= EXTRACT PROVIDED =
7 Tweets Apr 23, 2023
#WeeklyIndexCheck CW50/2021
Uptrend under pressure.
Except Power & Media, none of the indices in confirmed uptrend or with positive momentum.
Market breadth weakening. Last week’s buying signal on short-term charts turned out to be a bull trap.
On Weekly RRG charts, compared to CNX500:
⦿ Except IT, Metals & Pharma, all indices are looking downwards (losing momentum)
⦿ Realty exits the leading quadrant
⦿ Metals have been consistently regaining momentum & strength
Market breadth weakening on all timeframes. Far from oversold, so can move a long distance either way.
⦿ 65% → 43% above 20 SMA (weakening)
⦿ 46% → 36% above 50 SMA (weakening)
⦿ 59% → 52% above 150 SMA (bullish bias)
⦿ 68% → 63% above 200 SMA (bullish bias)
The Ratio between stocks above & below 50MA is 0.4, while that for 20MA is 0.6. The 10-day cumulative ratio for stocks above 50MA is 0.5.
A value >2 is good for swing trades on the long side.
After last week’s bullish upthrust, the number of stocks up 20% in past 5 days undergoes a nosedive.

= Collected data =
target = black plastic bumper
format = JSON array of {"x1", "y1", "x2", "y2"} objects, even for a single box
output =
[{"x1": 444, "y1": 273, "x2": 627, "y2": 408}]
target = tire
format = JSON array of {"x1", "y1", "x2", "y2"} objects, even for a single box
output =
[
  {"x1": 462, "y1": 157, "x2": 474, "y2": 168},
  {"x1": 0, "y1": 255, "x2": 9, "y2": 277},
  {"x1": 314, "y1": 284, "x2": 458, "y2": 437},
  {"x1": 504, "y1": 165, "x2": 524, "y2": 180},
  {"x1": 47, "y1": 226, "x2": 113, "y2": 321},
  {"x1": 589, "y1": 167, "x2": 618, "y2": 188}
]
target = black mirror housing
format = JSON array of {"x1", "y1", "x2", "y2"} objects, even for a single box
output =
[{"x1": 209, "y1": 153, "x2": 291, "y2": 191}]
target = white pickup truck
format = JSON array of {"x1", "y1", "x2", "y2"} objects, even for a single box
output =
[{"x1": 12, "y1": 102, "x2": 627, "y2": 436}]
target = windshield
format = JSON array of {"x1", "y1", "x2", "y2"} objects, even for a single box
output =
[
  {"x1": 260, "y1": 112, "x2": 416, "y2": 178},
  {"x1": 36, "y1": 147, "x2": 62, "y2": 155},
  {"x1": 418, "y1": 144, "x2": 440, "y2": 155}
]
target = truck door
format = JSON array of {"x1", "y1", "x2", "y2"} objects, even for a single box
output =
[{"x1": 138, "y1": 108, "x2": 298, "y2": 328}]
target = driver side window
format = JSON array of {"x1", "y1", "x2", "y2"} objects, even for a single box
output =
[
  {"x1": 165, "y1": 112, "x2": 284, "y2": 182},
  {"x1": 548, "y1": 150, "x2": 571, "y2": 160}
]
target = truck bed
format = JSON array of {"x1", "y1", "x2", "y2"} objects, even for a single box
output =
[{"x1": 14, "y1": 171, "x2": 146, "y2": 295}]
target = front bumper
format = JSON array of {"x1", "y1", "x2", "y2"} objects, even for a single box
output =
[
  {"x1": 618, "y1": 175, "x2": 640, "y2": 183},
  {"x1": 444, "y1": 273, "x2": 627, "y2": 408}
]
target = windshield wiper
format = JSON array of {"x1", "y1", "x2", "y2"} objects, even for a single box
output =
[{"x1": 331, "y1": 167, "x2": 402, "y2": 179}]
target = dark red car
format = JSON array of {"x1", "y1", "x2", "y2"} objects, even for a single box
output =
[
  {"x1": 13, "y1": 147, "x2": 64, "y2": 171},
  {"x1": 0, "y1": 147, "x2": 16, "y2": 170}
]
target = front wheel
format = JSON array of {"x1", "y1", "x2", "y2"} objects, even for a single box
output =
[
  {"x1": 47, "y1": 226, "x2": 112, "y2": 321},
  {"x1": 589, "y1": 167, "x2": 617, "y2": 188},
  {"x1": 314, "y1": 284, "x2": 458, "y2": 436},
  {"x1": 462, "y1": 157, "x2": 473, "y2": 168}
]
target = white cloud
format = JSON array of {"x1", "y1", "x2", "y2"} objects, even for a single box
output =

= EXERCISE DESCRIPTION =
Continue the weekly market index check after its last sentence, keeping the same short, note-like style.

= RESPONSE FOR THIS EXERCISE =
For good swing trades, we need this number to stay up for at least a couple of days, as it did in the first half of October.
On a modified Stockbee market monitor, the 5-day cumulative ratio is down to 1 and the 10-DCR down to 2. Value more than 2 makes it green.
Number of stocks up 13% in 34 days is now back in red, which shows that the short-term bearish phase is back.
Overall, the market is bullish till the number of stocks up 25% plus in a quarter is more than that down 25% plus in a quarter.
The ratio between the two is the primary breadth ratio, which has worsened to 1.97 (from 4.1), & has been in single digits since August 2021.